## Task item
Each record should be output exactly, with every character kept.

-------- Working data --------

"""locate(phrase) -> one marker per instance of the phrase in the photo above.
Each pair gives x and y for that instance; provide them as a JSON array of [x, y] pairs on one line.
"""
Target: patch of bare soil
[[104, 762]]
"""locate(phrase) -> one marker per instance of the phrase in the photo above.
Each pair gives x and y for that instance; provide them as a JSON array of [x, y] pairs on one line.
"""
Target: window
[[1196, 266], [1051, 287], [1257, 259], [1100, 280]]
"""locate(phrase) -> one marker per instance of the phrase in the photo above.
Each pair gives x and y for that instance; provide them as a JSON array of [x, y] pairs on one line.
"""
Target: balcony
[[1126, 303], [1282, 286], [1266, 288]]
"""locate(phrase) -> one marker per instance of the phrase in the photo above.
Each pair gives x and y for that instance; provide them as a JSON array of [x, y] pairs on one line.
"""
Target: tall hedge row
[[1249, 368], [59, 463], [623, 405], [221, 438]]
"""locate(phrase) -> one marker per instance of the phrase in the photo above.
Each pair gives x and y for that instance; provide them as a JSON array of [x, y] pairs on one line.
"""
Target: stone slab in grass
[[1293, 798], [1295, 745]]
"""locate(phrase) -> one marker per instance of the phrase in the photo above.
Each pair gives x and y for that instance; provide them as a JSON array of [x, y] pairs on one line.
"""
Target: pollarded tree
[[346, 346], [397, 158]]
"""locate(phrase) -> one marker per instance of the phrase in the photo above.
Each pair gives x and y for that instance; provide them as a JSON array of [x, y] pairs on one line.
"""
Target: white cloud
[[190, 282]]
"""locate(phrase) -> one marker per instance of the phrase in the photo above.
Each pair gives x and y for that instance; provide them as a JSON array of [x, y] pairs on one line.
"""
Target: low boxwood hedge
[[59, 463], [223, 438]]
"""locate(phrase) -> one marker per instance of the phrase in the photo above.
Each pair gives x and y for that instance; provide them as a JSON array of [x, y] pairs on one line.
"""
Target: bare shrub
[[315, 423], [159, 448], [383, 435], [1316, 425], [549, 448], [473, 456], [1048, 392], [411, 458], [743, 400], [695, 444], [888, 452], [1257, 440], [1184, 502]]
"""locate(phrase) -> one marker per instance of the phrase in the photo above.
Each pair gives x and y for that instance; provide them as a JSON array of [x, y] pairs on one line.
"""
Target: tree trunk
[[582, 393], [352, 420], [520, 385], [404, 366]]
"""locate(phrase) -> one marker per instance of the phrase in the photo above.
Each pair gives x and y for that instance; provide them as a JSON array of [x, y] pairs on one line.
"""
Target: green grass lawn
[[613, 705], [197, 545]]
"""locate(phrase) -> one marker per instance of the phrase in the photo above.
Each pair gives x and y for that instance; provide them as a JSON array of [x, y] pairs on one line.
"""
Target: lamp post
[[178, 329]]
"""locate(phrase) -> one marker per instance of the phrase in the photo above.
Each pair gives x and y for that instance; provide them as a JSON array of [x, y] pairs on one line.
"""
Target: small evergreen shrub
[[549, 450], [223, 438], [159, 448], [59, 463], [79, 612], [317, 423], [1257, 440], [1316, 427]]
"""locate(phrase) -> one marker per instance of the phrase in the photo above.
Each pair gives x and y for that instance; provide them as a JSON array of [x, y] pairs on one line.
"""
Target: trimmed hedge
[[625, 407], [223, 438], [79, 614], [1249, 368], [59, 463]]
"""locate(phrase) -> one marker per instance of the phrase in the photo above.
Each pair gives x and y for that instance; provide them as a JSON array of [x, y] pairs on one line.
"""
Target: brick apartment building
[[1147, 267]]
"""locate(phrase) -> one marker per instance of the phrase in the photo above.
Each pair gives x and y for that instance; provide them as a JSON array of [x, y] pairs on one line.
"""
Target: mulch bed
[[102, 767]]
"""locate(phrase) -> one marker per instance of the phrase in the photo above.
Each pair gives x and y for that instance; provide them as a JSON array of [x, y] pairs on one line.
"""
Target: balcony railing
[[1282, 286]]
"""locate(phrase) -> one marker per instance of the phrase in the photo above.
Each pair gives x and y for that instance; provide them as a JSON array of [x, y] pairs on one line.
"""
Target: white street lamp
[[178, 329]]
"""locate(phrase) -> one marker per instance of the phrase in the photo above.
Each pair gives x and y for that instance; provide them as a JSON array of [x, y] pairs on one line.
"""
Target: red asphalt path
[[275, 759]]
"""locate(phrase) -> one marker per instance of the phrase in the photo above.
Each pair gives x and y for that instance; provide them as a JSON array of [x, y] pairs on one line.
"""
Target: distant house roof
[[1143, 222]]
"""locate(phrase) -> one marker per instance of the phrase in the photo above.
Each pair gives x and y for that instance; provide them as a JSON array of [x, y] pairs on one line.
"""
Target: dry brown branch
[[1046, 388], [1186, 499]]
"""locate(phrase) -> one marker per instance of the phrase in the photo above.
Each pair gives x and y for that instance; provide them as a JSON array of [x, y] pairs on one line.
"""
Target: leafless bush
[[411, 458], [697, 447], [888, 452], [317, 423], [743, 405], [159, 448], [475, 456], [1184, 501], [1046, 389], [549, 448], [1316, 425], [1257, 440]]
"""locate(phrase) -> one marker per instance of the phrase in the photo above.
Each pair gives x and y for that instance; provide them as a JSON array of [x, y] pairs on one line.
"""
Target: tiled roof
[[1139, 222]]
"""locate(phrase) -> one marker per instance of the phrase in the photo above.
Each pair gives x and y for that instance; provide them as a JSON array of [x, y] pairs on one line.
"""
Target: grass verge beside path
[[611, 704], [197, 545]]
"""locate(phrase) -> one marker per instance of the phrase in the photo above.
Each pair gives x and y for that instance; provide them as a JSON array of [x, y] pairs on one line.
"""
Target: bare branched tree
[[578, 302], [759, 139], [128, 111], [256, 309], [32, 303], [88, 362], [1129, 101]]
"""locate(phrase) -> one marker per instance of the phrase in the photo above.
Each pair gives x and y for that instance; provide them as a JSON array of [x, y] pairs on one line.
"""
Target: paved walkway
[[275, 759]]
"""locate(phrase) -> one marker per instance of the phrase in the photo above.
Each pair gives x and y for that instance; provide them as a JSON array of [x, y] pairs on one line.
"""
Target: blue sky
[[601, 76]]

--------

## Reply to the exercise
"""locate(phrase) -> one marker per instance of the phrase in the photo above.
Each pair gives x and y for that instance; provide them as a JSON array of [x, y] pairs on one line.
"""
Target: patch of bare soil
[[104, 762]]
"""locate(phrase) -> one marker per instance of the phrase in the photo above.
Each pair gives x and y for that instance; provide them as a JSON array of [x, y] pairs on one line.
"""
Target: window
[[1196, 266], [1051, 287], [1257, 259], [1100, 280]]
"""locate(phrase) -> one marker per instance of the phrase in the photo above.
Each pair gives x and y for that instance; provide them as a JSON array of [x, y] pairs on one line.
"""
Target: balcony
[[1126, 303], [1282, 286], [1266, 288]]
"""locate(phrase) -> one marker per instance of the phrase in the photo above.
Each pair gives x and y for that instance; provide them as a JSON array of [x, y] pairs on one line.
"""
Target: tall hedge row
[[1249, 368], [59, 463], [623, 405], [221, 438]]
"""locate(phrase) -> one marker per instance of the phrase in the photo above.
Each pair gives x and y for that instance; provide them as a JSON array of [x, y] pairs on one line.
"""
Target: stone slab in grass
[[1293, 798], [1295, 745]]
"""locate(phrase) -> one marker per instance of the phrase in the photo above.
Each pair gives x and y for that instance; provide them as a JSON array of [x, y] pairs on one line.
"""
Target: pollarded tree
[[346, 346], [397, 158]]
"""locate(phrase) -> one marker per instance of the phrase in the photo above.
Each pair gives x and y for that instance; provide them as a JSON array of [x, y] pairs on one line.
"""
Target: white cloud
[[190, 282]]
"""locate(phrase) -> one marker per instance of the phrase in the photo above.
Each pair gives x and y for that instance; provide them as a JSON array of [x, y] pairs on one line.
"""
Target: low boxwood hedge
[[59, 463], [223, 438]]
"""locate(phrase) -> one marker per instance of the phrase in the photo above.
Each pair gives x and y for that instance; provide them as a JSON array of [x, y] pairs on one line.
"""
Target: bare shrub
[[315, 423], [159, 448], [383, 435], [1316, 425], [549, 448], [473, 456], [1048, 392], [411, 458], [743, 400], [695, 444], [888, 452], [1257, 440], [1184, 502]]
"""locate(phrase) -> one marker per instance of the phrase in the photo above.
Each pair gives x and y for that instance; provide them as a JSON array of [x, y] pairs on one line.
"""
Target: tree trunk
[[582, 393], [352, 420], [520, 385], [404, 366]]
"""locate(phrase) -> one marker per instance of the phrase in the photo above.
Each pair gives x and y for that instance; provide them as a JSON array of [x, y] pairs on one line.
"""
Target: green grass lawn
[[613, 705], [197, 545]]
"""locate(phrase) -> one marker per instance of the phrase in the photo above.
Each pair gives x and y for that instance; provide them as a JSON array of [x, y] pairs on one line.
"""
Target: lamp post
[[178, 329]]
"""locate(phrase) -> one marker per instance of the phrase in the photo above.
Each pair gives x and y for that instance; provide them as a JSON array of [x, y] pairs on one line.
"""
Target: small evergreen shrub
[[549, 450], [223, 438], [159, 448], [59, 463], [79, 612], [317, 423], [1257, 440], [1316, 427]]
"""locate(phrase) -> one marker per instance of the phrase in the photo above.
Each pair gives x and y for that instance; provide them as a JSON array of [x, y] pairs on one line.
"""
Target: trimmed hedge
[[625, 407], [223, 438], [79, 614], [1249, 368], [59, 463]]
"""locate(phrase) -> one marker per instance of the phrase in the photo above.
Each pair gives x and y for that instance; provide them as a JSON array of [x, y] pairs on one line.
"""
Target: brick apartment building
[[1147, 267]]
"""locate(phrase) -> one marker per instance of the phrase in the photo above.
Each pair gives x and y for that instance; provide them as a JSON array of [x, y] pairs on one line.
"""
Target: mulch bed
[[102, 767]]
"""locate(phrase) -> one marker per instance of the phrase in the photo above.
Each pair gives x and y for that instance; provide them as a JSON array of [x, y] pairs on one line.
"""
Target: balcony railing
[[1282, 286]]
"""locate(phrase) -> one marker per instance of the phrase in the photo above.
Each pair gives x and y for that instance; provide them as a JSON array of [x, y] pairs on one line.
"""
Target: white street lamp
[[178, 329]]
"""locate(phrase) -> one marker per instance of the phrase in the photo above.
Each pair gives x and y for that instance; provide them as a JSON array of [x, y] pairs on one line.
"""
Target: red asphalt path
[[275, 759]]
"""locate(phrase) -> one marker per instance of the phrase in the photo above.
Each pair gives x and y for that instance; provide them as a JSON array of [x, y] pairs on one line.
"""
Target: distant house roof
[[1143, 222]]
"""locate(phrase) -> one marker per instance of the phrase in the photo above.
Each pair gives x and y for that instance; provide them as a JSON array of [x, y] pairs on one line.
"""
Target: dry brown branch
[[1046, 388], [1186, 499]]
"""locate(phrase) -> one marker per instance of the phrase in the photo above.
Each pair gives x and y for that instance; provide them as a JSON array of [x, y] pairs on one line.
"""
Target: leafless bush
[[411, 458], [697, 447], [888, 452], [317, 423], [743, 405], [159, 448], [475, 456], [1184, 501], [1046, 389], [549, 448], [1316, 425], [1257, 440]]
"""locate(phrase) -> one marker per instance of the phrase in the photo above.
Each pair gives x and y for that instance; provide them as a JSON array of [x, y] pairs on one line.
"""
Target: tiled roof
[[1139, 222]]
"""locate(phrase) -> one marker per instance of the phrase in the photo above.
Each pair gives x and y for that instance; provide them as a JSON array of [x, y] pairs on one line.
"""
Target: grass verge beside path
[[611, 704], [197, 545]]
"""locate(phrase) -> one marker per instance of the phrase in the photo above.
Each pair gives x and y for that instance; provide them as a JSON array of [x, y] pairs on one line.
"""
Target: bare branched tree
[[578, 302], [759, 139], [128, 111], [256, 309], [32, 303], [88, 362], [1129, 101]]
"""locate(phrase) -> one marker per instance of the phrase in the photo above.
Each pair gives x and y for that instance; provide them as a JSON array of [x, y] pairs on one line.
"""
Target: paved walkway
[[275, 759]]
"""locate(phrase) -> one marker per instance of the phrase in the photo above.
Each pair gives x and y for that instance; provide them as a JSON array of [x, y] pairs on one line.
"""
Target: blue sky
[[601, 76]]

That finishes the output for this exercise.